| Task description |
Copy every line of the material below word for word, without changing anything.

| Dataset rows |

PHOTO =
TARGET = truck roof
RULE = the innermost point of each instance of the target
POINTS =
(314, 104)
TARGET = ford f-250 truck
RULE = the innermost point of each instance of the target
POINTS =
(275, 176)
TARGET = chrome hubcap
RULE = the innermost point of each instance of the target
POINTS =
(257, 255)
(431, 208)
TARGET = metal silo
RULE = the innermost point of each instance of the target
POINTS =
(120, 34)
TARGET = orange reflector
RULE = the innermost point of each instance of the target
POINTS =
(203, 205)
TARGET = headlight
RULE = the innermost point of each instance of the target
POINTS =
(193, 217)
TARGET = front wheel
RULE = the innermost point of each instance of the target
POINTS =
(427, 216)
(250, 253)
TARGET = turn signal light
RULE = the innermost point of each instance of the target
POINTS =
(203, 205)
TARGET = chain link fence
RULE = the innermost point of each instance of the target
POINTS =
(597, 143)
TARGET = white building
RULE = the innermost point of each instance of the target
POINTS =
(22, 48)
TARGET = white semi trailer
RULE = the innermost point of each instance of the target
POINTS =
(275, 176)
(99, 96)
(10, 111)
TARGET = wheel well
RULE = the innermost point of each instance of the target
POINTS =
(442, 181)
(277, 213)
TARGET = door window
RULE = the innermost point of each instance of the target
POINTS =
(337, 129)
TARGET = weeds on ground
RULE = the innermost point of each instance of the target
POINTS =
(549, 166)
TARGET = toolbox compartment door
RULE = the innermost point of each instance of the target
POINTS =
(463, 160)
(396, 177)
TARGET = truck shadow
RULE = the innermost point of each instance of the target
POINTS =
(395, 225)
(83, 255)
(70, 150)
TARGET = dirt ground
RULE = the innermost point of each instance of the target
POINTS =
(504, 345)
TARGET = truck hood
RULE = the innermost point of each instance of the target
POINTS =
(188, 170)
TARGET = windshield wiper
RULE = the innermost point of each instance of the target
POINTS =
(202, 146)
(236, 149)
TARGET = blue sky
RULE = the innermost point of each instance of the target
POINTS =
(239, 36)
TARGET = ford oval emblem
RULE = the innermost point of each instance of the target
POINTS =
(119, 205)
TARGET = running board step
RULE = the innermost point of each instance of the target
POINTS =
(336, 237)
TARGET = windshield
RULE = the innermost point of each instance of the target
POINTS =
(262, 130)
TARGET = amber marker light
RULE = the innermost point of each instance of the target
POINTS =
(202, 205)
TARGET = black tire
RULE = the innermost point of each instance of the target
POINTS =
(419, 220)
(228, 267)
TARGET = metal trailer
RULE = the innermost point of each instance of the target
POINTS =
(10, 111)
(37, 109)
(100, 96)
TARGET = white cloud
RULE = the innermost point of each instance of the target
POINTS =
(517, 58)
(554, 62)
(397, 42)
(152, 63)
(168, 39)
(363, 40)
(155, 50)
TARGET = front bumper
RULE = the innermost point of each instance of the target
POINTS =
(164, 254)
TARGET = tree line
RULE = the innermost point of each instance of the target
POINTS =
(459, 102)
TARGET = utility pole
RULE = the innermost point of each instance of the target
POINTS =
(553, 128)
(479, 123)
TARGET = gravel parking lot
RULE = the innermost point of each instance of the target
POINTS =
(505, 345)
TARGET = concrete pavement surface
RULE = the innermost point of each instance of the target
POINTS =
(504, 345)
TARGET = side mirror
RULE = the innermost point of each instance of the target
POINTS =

| Full answer |
PHOTO =
TARGET = truck roof
RULE = the innermost point of each instance of the target
POINTS =
(314, 104)
TARGET = ford f-250 truck
RULE = the innermost point of each instance of the target
POINTS =
(275, 176)
TARGET = chrome hubcap
RULE = the innermost point of each instance of the target
POINTS =
(257, 255)
(431, 208)
TARGET = metal silo
RULE = the innermost point of each instance of the target
POINTS =
(120, 34)
TARGET = orange reflector
RULE = the innermost point of each instance of the target
POINTS =
(203, 205)
TARGET = headlight
RULE = the innermost point of each instance of the target
POINTS =
(193, 217)
TARGET = front wheel
RULE = the innermost point of each instance of the target
POINTS =
(427, 216)
(250, 253)
TARGET = turn signal light
RULE = the innermost point of each instance of the target
POINTS =
(203, 205)
TARGET = chain link fence
RULE = the innermost point of each instance of the target
POINTS =
(597, 143)
TARGET = white building
RULE = the innermost point of each instance of the target
POINTS =
(22, 48)
TARGET = white semi trailer
RULE = the innermost point of each instance of the target
POINTS =
(275, 176)
(99, 96)
(10, 111)
TARGET = wheel well
RULE = the innermost point of each instance of the target
POINTS =
(442, 181)
(277, 213)
TARGET = door window
RULE = the innermost point of each instance of the target
POINTS =
(337, 129)
TARGET = weeds on ground
RULE = the innermost point of each instance of the target
POINTS =
(549, 166)
TARGET = toolbox compartment door
RULE = the innermost point of each instance of the target
POINTS =
(463, 160)
(396, 177)
TARGET = truck shadow
RULE = the innermost point of each instance of the target
POINTS =
(395, 225)
(83, 255)
(70, 150)
TARGET = dirt ground
RULE = the innermost point of each instance of the target
POINTS =
(504, 345)
TARGET = truck hood
RULE = the innermost point of each instance of the target
POINTS =
(188, 170)
TARGET = windshield wiper
RULE = the innermost point of each instance of the target
POINTS =
(202, 146)
(236, 149)
TARGET = blue sky
RULE = the innermost point of each instance of the target
POINTS =
(239, 36)
TARGET = ford oval emblem
RULE = the innermost point of each instance of the target
POINTS =
(119, 205)
TARGET = running board step
RULE = the innermost point of each instance of the target
POINTS =
(336, 237)
TARGET = windshield
RULE = the innermost point of each instance of the target
POINTS =
(262, 130)
TARGET = amber marker light
RULE = the innermost point of each instance of the target
POINTS =
(202, 205)
TARGET = black tire
RULE = the innermost point of each instance of the target
POINTS =
(419, 220)
(228, 267)
TARGET = metal trailer
RULE = the innermost point of each instance of the target
POINTS =
(10, 111)
(37, 109)
(100, 96)
TARGET = white cloud
RULE = the innermost point of each instance of the target
POINTS =
(517, 58)
(554, 62)
(397, 42)
(152, 63)
(168, 39)
(363, 40)
(155, 50)
TARGET = front bumper
RULE = the innermost point of each instance of the target
POINTS =
(164, 254)
TARGET = tree line
RULE = the innermost point of each instance of the target
POINTS =
(459, 102)
TARGET = utility pole
RULE = the innermost point of each instance of the target
POINTS =
(553, 128)
(479, 123)
TARGET = gravel parking lot
RULE = the innermost point of each instance of the target
POINTS =
(505, 345)
TARGET = concrete pavement surface
RULE = the innermost point of each instance of the target
POINTS =
(504, 345)
TARGET = side mirror
RULE = the innermost point of each instance of the target
POINTS =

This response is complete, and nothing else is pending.